Extract
______

Reputation: 13527
If I have the following coordinates obtained from the Google API:
[longitude] => 18.12288
[latitude] => -23.1233399
I want to know how accurate this coordinate is. In other words, what area does this specific coordinate cover? Is it a 1 meter by 1 meter area, or is it less accurate and maybe cover a 50 by 50 meter area? How do you calculate the area it covers?
UPDATE
Using this calculator, I could get:
0.000001 = .1 meter
0.00001 = 1 meter
0.0001 = 11 meters
0.001 = 111 meters
0.01 = 1113 meters / 1.1 km
0.1 = 11132 meters / 11.1 km
1.0 = 111319 meters / 111 km
Is this correct?
Upvotes: 1
Views: 139
Reputation: 3442
The length of a degree in a a projected system (2d system such as the one used by Google Maps) depends on the latitude. Using this simple calculator, you can see that if you change the latitude from 0 degrees to 90 degrees (Equator to North Pole), you get a different length (by up to a kilometer - 110km at North Pole vs 111km at Equator).

______

Location identification entries
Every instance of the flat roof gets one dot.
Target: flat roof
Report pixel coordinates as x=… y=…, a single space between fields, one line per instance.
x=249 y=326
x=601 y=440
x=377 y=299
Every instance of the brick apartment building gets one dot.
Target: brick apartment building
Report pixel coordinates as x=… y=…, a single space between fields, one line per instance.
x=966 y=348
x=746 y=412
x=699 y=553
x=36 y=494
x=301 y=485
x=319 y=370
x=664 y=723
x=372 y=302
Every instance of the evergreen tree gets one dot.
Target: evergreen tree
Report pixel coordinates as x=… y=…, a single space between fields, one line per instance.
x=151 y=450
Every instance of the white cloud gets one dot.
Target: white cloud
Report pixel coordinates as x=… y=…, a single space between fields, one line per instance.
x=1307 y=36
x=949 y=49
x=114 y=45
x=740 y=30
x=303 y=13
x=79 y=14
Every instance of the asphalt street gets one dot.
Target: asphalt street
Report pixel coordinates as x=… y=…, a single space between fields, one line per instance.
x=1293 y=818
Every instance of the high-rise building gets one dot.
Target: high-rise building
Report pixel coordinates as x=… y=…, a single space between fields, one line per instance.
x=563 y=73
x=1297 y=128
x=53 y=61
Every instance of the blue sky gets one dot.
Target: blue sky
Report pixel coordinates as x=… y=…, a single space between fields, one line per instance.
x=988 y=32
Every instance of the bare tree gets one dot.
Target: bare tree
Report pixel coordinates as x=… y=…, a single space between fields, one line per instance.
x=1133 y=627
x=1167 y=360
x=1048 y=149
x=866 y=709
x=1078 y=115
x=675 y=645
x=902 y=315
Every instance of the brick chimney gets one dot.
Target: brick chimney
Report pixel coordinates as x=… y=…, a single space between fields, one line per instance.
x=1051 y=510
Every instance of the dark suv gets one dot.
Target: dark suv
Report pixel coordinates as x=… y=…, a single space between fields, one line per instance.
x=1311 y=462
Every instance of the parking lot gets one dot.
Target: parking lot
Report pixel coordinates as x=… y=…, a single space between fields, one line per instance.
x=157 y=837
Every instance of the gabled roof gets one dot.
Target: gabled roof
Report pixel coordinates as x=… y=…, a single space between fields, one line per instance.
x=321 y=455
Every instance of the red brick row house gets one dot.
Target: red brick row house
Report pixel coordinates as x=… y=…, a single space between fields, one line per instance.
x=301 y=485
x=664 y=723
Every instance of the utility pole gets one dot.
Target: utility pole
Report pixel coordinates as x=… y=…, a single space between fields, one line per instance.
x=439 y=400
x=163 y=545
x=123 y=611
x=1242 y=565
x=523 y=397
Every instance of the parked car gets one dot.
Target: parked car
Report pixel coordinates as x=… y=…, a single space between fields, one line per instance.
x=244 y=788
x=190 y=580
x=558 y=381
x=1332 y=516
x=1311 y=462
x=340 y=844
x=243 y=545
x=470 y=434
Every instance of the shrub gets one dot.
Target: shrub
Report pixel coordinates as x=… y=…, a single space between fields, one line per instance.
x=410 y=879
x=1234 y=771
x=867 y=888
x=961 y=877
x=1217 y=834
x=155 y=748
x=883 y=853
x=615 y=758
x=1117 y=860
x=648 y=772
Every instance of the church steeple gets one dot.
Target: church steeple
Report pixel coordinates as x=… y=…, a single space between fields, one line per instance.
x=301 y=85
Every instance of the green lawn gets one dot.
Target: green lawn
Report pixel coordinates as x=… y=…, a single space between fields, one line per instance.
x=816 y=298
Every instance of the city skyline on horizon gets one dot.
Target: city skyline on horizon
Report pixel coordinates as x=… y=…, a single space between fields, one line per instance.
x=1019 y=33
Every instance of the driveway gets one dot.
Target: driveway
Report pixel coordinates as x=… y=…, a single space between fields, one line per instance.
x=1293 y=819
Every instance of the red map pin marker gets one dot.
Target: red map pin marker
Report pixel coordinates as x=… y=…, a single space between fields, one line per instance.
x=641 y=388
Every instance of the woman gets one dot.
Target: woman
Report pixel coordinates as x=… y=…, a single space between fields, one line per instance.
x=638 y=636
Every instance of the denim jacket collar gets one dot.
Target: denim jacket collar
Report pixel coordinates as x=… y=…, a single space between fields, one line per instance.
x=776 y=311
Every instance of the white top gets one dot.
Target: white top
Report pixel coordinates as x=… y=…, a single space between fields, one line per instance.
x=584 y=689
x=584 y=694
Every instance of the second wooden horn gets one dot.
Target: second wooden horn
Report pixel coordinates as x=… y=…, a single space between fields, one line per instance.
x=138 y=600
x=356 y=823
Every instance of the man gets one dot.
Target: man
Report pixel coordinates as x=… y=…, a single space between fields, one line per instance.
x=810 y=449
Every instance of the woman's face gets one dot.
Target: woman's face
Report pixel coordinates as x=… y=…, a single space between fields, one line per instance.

______

Given request
In the coordinate-accuracy discussion above, what factor does the reply say determines the length of a degree in a projected system?

Full solution
The latitude.